WRITTEN INSTRUCTION ▸ Repeat every line of the data below word for word, but leave the pictures out of your answer.

GIVEN DATA ▸
++++++++++

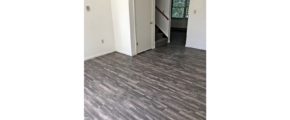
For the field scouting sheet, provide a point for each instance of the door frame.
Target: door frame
(133, 26)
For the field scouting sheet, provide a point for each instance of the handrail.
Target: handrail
(162, 13)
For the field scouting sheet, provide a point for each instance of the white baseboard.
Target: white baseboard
(99, 54)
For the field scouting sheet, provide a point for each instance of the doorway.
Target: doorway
(179, 20)
(144, 24)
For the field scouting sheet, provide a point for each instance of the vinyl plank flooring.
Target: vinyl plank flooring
(167, 83)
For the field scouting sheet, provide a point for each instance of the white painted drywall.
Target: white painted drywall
(98, 27)
(196, 29)
(121, 25)
(165, 6)
(179, 23)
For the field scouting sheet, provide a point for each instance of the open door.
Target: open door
(144, 24)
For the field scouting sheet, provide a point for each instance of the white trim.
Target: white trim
(99, 54)
(153, 24)
(133, 27)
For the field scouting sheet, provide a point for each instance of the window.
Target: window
(180, 8)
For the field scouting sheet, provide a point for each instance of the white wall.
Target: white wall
(165, 6)
(98, 27)
(179, 23)
(196, 29)
(121, 25)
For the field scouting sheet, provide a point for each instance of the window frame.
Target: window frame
(184, 8)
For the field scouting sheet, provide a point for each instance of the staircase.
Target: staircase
(160, 38)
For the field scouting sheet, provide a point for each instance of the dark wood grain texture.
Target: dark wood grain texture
(167, 83)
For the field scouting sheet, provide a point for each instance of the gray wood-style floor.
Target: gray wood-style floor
(167, 83)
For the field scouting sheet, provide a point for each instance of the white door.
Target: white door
(144, 24)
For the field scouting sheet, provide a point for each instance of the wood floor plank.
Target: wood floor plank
(167, 83)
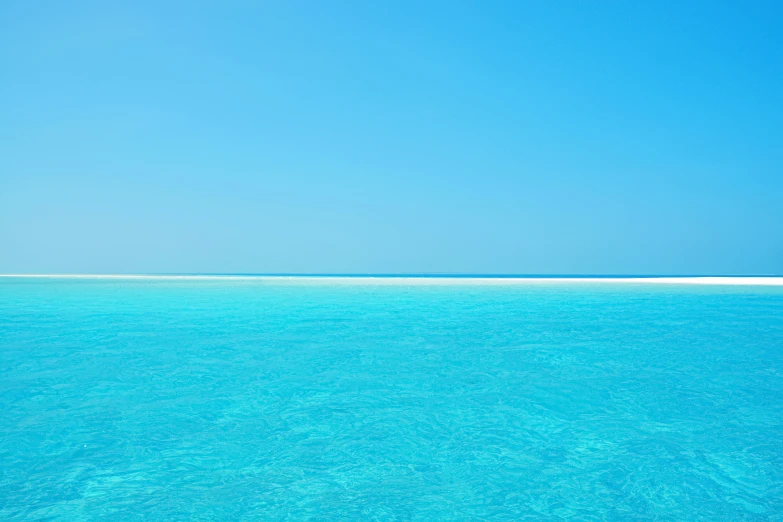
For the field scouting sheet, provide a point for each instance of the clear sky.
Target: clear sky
(392, 137)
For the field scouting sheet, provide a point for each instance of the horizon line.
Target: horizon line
(744, 280)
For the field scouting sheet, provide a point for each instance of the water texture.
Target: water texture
(293, 400)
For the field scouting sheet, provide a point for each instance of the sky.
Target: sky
(500, 137)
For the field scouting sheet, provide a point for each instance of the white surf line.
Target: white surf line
(432, 280)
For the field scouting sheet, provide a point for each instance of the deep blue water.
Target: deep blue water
(268, 400)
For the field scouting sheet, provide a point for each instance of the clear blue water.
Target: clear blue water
(231, 400)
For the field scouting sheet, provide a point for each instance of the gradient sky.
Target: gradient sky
(388, 137)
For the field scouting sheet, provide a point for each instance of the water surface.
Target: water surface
(273, 399)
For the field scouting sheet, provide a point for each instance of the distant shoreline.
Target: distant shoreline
(437, 279)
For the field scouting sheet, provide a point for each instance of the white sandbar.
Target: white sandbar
(434, 280)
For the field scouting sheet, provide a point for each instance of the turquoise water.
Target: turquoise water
(261, 399)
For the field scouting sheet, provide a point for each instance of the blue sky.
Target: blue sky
(360, 137)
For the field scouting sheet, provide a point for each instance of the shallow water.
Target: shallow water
(311, 400)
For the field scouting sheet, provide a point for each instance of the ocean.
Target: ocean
(354, 399)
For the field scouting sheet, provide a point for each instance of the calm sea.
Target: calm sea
(304, 399)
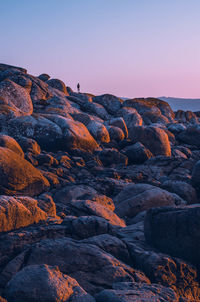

++++++++++

WRITTEN SOLUTION ▸
For the field scouting sheet, provide a point for each instance of the door frame.
Target: door frame
(133, 26)
For the field scouting sheet, provide a point for each instance of the handrail.
Target: handrail
(162, 13)
For the field scouting sheet, provide a point for each instance of the white baseboard.
Target: white baseboard
(99, 54)
For the field scouting sheet, provide a point for each instance of the doorway.
Target: doorway
(179, 20)
(144, 24)
For the field scouting sheet, provide a point for each instance of the vinyl plank flooring.
Target: vinyl plank flooring
(167, 83)
For the field scouting sheet, provide a point for each instance of the white painted drywall.
Target: white painted drywall
(98, 27)
(196, 29)
(121, 25)
(165, 6)
(179, 23)
For the field scouting sheet, provide a point for each instance of the open door.
Target: open door
(144, 24)
For the field scouting sheet, provide a point for each instance of the white trim.
Target: white trim
(99, 54)
(153, 24)
(133, 27)
For the field scouting sheet, provide a point for each instance of the window.
Target: window
(180, 8)
For the field scouting sheet, provide a point for each instance of the white wall.
Target: white wall
(165, 6)
(98, 27)
(179, 23)
(196, 29)
(121, 25)
For the field scouting sheet, provide a point for each instance of the window frame.
Target: window frame
(184, 8)
For the field scouting sheet, provide a point for each instance of the staircase.
Target: staircase
(160, 38)
For the field scouting sheet, provide a point for each instance of the dark wood grain texture.
Target: dark wood grain texture
(167, 83)
For the field scouting sheet, provide a point for each instance of the gray wood-style floor.
Target: gray wood-style floor
(167, 83)
For the field scouting sheet, provide a point for each instance of the white door.
Target: white door
(144, 24)
For the field scouting sheet, provide a point for each instance of the wood floor plank.
Target: wood floor plank
(167, 83)
For the field scouting sheet, provide a point for each instance of the clear sky.
Target: clear sky
(392, 137)
For the field scouting sheet, provide a point for each instance of the horizon line.
Target: horizon line
(744, 280)
For the field scouting sheet, provide a point for each instance of the water texture.
Target: water texture
(293, 400)
For the field scouting sheet, provide a point for each instance of the sky.
Target: sky
(500, 137)
For the field scouting sheet, provide a point for each instance of the white surf line.
Target: white surf line
(432, 280)
For the field scouting sheet, provide a point for each instance of the deep blue water.
Target: deep blue water
(268, 400)
For the field scouting sheet, provide a point for each instance of the clear blue water.
Target: clear blue water
(231, 400)
For the field scouting sheet, provide a point for each instance of the gradient sky.
Target: gradient sky
(388, 137)
For the field scouting sheet, provide a point for each instance of the water surface.
Target: water surface
(273, 399)
For the field scouting sheet, provide a point for each instance of the distant shoreline.
Target: distant shoreline
(437, 279)
For the field scouting sheet, provide a point for each instance of the white sandbar.
Target: white sandbar
(434, 280)
For the field scouting sheet, provide a point for each instance of the turquoise water.
Target: turquoise water
(261, 399)
For the field scouting sheet, provide a point for each instance of the blue sky.
Target: blue sky
(360, 137)
For the field scouting sheet, provide a point for each instance of the shallow water.
Target: shallow water
(311, 400)
For the field scouting sheet, provide a point for each instance of the ocean.
Target: ocean
(354, 399)
For the field scouting sheet, provide a point for each instance of the calm sea.
Target: calm sea
(304, 399)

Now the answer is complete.